Provided records:
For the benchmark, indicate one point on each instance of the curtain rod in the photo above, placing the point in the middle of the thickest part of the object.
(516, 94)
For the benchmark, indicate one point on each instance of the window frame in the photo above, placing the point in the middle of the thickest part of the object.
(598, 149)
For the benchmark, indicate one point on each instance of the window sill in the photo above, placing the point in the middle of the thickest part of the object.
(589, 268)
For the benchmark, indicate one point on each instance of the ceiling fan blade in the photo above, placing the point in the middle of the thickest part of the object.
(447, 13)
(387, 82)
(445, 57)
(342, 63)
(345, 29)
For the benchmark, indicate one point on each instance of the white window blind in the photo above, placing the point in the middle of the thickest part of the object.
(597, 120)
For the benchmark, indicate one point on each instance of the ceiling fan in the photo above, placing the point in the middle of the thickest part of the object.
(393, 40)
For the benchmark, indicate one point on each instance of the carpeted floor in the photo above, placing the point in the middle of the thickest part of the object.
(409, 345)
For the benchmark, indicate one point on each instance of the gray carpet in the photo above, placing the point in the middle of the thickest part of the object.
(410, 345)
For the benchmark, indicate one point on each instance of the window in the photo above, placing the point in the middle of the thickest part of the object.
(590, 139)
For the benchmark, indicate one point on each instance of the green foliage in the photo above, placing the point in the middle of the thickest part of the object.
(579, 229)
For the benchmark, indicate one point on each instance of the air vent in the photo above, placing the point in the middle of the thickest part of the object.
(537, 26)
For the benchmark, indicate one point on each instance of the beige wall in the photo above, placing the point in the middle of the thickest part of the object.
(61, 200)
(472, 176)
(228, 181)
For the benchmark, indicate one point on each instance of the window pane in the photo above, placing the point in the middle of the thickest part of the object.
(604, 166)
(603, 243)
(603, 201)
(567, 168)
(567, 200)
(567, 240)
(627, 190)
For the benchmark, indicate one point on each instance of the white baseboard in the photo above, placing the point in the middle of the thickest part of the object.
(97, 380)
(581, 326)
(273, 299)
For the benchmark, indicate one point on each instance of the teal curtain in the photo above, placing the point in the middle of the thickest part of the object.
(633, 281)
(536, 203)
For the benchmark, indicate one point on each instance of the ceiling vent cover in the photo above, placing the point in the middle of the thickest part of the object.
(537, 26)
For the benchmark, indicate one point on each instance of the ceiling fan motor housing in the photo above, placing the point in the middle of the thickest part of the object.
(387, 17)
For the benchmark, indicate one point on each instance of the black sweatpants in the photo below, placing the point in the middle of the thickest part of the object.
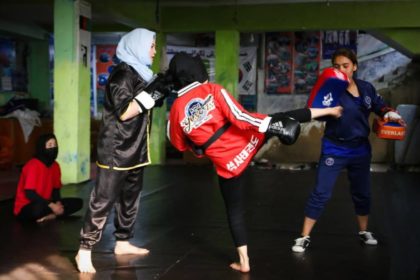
(38, 209)
(231, 190)
(118, 189)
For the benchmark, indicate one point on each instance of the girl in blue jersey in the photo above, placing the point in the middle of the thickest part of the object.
(345, 145)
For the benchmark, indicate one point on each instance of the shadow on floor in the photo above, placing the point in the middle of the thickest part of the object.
(182, 221)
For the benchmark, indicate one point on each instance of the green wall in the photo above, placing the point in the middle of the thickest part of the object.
(39, 73)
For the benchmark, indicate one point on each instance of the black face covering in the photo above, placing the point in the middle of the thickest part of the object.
(186, 69)
(47, 156)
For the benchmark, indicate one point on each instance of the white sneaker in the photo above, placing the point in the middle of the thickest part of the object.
(301, 244)
(367, 238)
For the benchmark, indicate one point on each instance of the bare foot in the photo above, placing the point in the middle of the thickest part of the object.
(84, 261)
(240, 267)
(49, 217)
(123, 247)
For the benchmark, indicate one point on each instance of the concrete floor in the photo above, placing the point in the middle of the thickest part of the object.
(182, 221)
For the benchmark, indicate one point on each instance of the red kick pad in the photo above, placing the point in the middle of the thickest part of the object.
(328, 88)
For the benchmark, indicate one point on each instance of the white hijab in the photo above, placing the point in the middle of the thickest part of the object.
(134, 48)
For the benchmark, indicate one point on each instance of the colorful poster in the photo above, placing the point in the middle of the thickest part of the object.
(278, 62)
(306, 59)
(335, 39)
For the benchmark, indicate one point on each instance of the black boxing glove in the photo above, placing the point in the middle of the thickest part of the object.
(284, 127)
(155, 92)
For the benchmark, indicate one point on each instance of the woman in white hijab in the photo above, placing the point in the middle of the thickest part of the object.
(122, 148)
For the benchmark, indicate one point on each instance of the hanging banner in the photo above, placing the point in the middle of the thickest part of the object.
(306, 59)
(106, 59)
(278, 62)
(247, 70)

Task to carry out:
Scale the part of the data that opens with the line containing "the black face" and closes with the last line of the data. Give only those lines again, requests included, with every point coordinate in the answers multiplied by 1.75 and rounded to a whole number, halves rounding up.

Answer to this task:
For the benchmark, indicate one point on each instance of the black face covering in the photo above, placing the point in the middle of the thickest part of the object.
(326, 121)
(82, 273)
For the benchmark, indicate one point on each instance of the white sneaker in the photo above, placing the point in the middle of the thickest part of the object.
(527, 427)
(642, 417)
For the benchmark, indicate one point on each instance of the bare foot in the photo above, placing the point in the middle of the thickest part of the object.
(147, 457)
(420, 467)
(86, 380)
(215, 432)
For the benchmark, indicate one point on each instance of the concrete floor in the photo above, placing the point in the middle of the thickest part of the object.
(319, 387)
For the benchmark, indicate one point on each instance of the red kick pad in the photo above, placing the point in the middle of the thickest part of the object.
(574, 154)
For the benchmark, indicate one point on each instance of the white hijab in the photo above, placing the point in the middle of the thickest part of the object.
(235, 84)
For the benchmark, indicate one point on each instance of the colorful poster in the photo above, placing the point in the middle of the thickest part of the object.
(487, 109)
(536, 103)
(586, 68)
For the benchmark, indicate one point on each instance of the black boxing glove in the photo above, placing the point in the middle of the thickest part of the object.
(497, 222)
(271, 161)
For the benchmark, indicate one point on each instance of the woman in white hijab in the photo above, placing the point in the middle of the thickest part of the object.
(214, 259)
For the benchmark, indicate one point on each instance of the hanging banner in the photo above, placing the point in the middle of the thickest part of the object.
(536, 103)
(186, 103)
(487, 109)
(432, 123)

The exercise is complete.